## FRAGMENT TEKSTU
W ocenie Sądu takie zachowanie powódki należy zakwalifikować jako ciężkie naruszenie podstawowych obowiązków pracowniczych z art. 52 §1 pkt 1 k.p. Zgodnie z art. 100 §1 pkt 1 k.p. pracownik jest zobowiązany stosować się do poleceń przełożonych, które dotyczą pracy, jeżeli nie są one sprzeczne z przepisami prawa lub umową o pracę. Jak wskazał Sąd Najwyższy w ww. wyroku z dnia 22 listopada 2001 r. zaniechanie wykonania polecenia służbowego może być ocenione w konkretnych okolicznościach sprawy jako ciężkie naruszenie podstawowych obowiązków pracowniczych, zwłaszcza wtedy, gdy zaniechanie to trwa przez dłuższy czas, jest uporczywe albo stanowi ze strony pracownika świadome działanie na zwłokę i uchylenie się od respektowania woli pracodawcy. Właśnie z taką sytuacją mamy do czynienia w niniejszej sprawie. Powódka mimo możliwości zwrotu sprzętu świadomie go przetrzymywała, czym uniemożliwiała pracodawcy racjonalne wykorzystanie sprzętu będącego jego własnością (chociażby przez powierzenie go innemu pracownikowi). Odmowa wykonania polecenia w tym zakresie stanowiła naruszenie podstawowych obowiązków pracowniczych, a samo polecenie niewątpliwie dotyczyło pracy, skoro sprzęt był przekazany powódce w celu realizacji zadań wynikających ze stosunku pracy. W ocenie Sądu powódce można przy tym przypisać winę umyślną, albowiem niewątpliwie godziła się na to, że w następstwie jej działania pracodawca traci możliwość dysponowania sprzętem stanowiącym jego własność, który w tej sytuacji staje się dla niego bezużyteczny.

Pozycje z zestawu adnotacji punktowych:
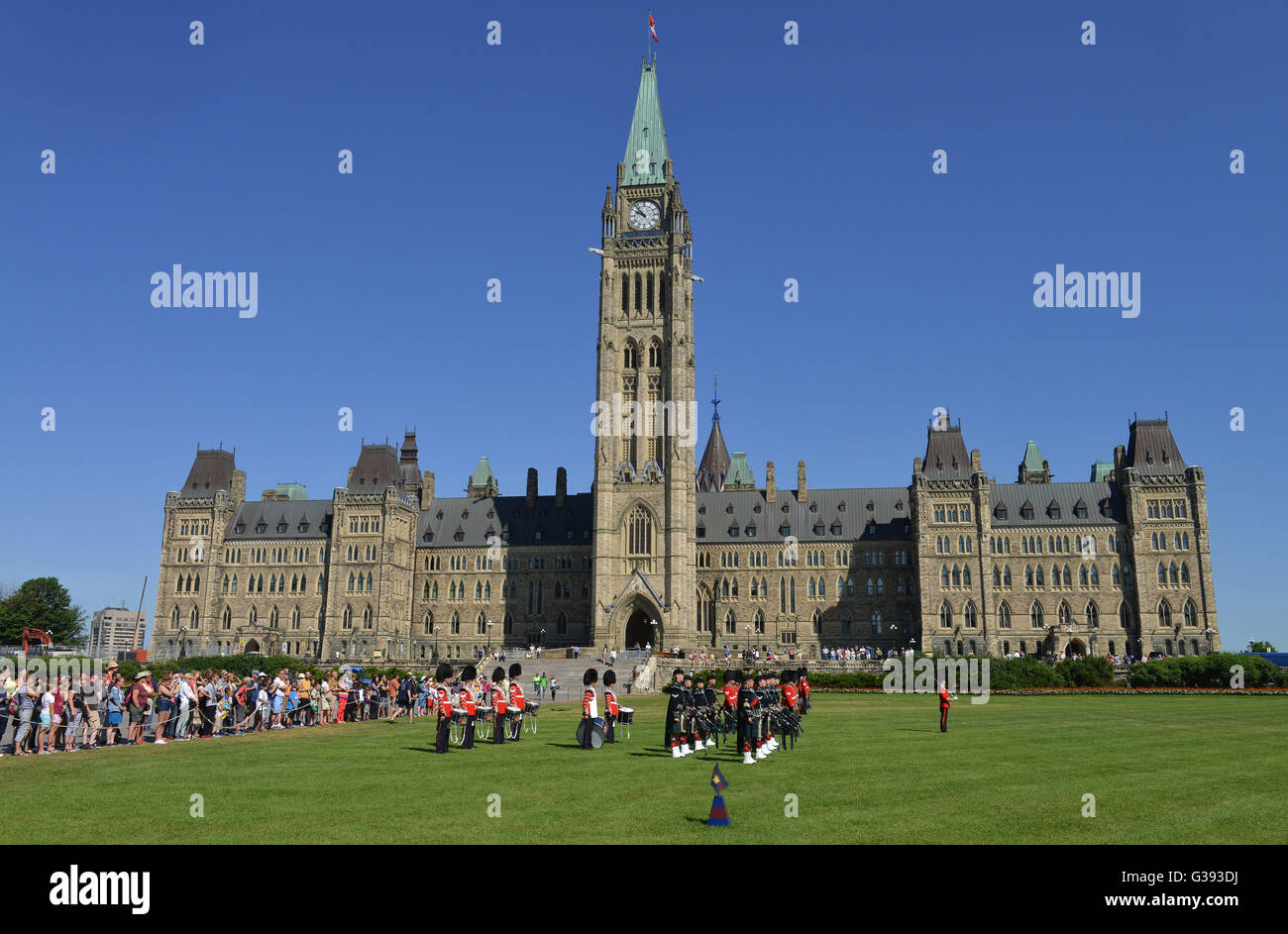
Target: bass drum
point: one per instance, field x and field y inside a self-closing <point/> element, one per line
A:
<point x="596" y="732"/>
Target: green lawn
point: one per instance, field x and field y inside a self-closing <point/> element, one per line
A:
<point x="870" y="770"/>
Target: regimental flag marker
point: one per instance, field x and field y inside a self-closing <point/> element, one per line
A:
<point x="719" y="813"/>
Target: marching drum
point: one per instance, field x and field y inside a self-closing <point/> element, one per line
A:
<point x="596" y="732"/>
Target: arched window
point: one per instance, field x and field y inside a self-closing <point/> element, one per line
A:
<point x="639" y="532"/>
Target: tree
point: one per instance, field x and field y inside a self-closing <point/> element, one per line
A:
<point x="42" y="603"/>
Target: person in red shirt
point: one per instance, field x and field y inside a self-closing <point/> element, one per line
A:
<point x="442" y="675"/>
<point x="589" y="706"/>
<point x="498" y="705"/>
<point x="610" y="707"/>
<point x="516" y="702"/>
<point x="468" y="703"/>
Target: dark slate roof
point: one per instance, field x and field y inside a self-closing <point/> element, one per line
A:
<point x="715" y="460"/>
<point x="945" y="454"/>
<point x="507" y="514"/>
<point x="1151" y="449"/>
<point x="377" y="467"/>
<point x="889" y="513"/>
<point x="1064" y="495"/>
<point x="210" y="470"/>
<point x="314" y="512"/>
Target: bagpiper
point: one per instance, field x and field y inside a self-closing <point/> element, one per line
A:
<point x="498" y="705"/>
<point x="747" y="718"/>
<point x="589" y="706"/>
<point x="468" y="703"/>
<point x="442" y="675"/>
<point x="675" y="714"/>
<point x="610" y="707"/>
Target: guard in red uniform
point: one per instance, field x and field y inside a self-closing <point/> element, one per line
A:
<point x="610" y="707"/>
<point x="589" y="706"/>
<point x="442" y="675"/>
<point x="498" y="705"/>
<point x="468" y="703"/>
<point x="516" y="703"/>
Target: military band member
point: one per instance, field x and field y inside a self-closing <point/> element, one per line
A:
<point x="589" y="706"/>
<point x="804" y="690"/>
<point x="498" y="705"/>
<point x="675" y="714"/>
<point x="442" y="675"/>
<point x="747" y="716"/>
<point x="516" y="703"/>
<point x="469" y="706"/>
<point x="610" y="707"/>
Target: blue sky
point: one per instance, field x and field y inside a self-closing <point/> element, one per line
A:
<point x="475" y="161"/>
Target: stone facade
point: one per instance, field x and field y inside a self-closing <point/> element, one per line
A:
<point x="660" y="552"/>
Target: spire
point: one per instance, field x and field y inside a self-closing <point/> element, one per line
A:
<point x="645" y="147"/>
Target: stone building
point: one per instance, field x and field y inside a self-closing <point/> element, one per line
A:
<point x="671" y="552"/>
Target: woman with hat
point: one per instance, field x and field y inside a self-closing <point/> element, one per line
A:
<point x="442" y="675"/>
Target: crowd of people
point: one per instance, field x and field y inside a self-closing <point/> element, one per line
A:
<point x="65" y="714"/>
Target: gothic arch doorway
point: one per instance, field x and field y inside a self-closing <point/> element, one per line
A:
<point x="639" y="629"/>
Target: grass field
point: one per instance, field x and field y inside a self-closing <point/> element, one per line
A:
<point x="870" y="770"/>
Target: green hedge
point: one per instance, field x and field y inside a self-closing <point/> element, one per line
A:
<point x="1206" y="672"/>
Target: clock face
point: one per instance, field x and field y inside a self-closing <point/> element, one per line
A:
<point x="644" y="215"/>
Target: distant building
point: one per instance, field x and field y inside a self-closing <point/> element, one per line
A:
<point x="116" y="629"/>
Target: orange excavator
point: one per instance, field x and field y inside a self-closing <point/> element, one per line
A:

## POLECENIE 1
Odpowiedz na poniższe pytania na podstawie fragmentu uzasadnienia wyroku.
(a) Który przepis Kodeksu pracy zobowiązuje pracownika do stosowania się do poleceń przełożonych, które dotyczą pracy?
(b) Z jakiego dnia pochodzi przywołany wyrok Sądu Najwyższego?
(c) Jaki rodzaj winy Sąd przypisał powódce?
## POLECENIE 2
Podaj dalszy ciąg fragmentu uzasadnienia wyroku, zaczynając od miejsca po jego ostatnim zdaniu.

## ODPOWIEDŹ PISEMNA 1
(a) Art. 100 §1 pkt 1 k.p.
(b) Z dnia 22 listopada 2001 r.
(c) Winę umyślną.

## ODPOWIEDŹ PISEMNA 2
Nie sposób zgodzić się z powódką, iż oświadczenie o rozwiązaniu umowy o pracę zostało złożone z przekroczeniem ustawowego terminu. W istocie jak stanowi art. 52 § 2 k.p. rozwiązanie umowy o pracę bez wypowiedzenia z winy pracownika nie może nastąpić po upływie 1 miesiąca od uzyskania przez pracodawcę wiadomości o okoliczności uzasadniającej rozwiązanie umowy. Zachowanie powódki polegało na zaniechaniu i ciągłym zwlekaniu ze zwrotem sprzętu (co najwyraźniej odzwierciedla treść jej pisma z dnia 21 maja 2015 r., w którym powódka, by skontaktować się z pracodawcą w celu ustalenie terminu i sposobu zwrotu sprzętu, domaga się uruchomienia telefonu służbowego i laptopa służbowego przy jednoczesnym dysponowaniu analogicznymi urządzeniami prywatnymi, które wcześniej były już przez nią, bez żadnych przeszkód, wykorzystywane do kontaktu z pracodawcą). Powódka trwała w zaniechaniu również w dniu 10 czerwca 2015 r., tj. podczas wręczenie jej oświadczenia rozwiązującego umowę o pracę. Nie sposób zatem twierdzić, by ww. termin 1 miesiąca upłynął. Powyższe stanowisko pozostaje w zgodzie z poglądem wyrażonym w ww. wyroku Sądu Najwyższego z dnia 22 listopada 2001 r., w którym również wskazano, iż w sytuacji, gdy naruszenie obowiązków pracowniczych polega na zawinionym zaniechaniu, mimo obowiązku czynienia, bieg miesięcznego terminu z art. 52 §2 k.p. należy liczyć odrębnie w stosunku do każdego kolejnego dnia utrzymującego się nieprzerwanie stanu naruszenia.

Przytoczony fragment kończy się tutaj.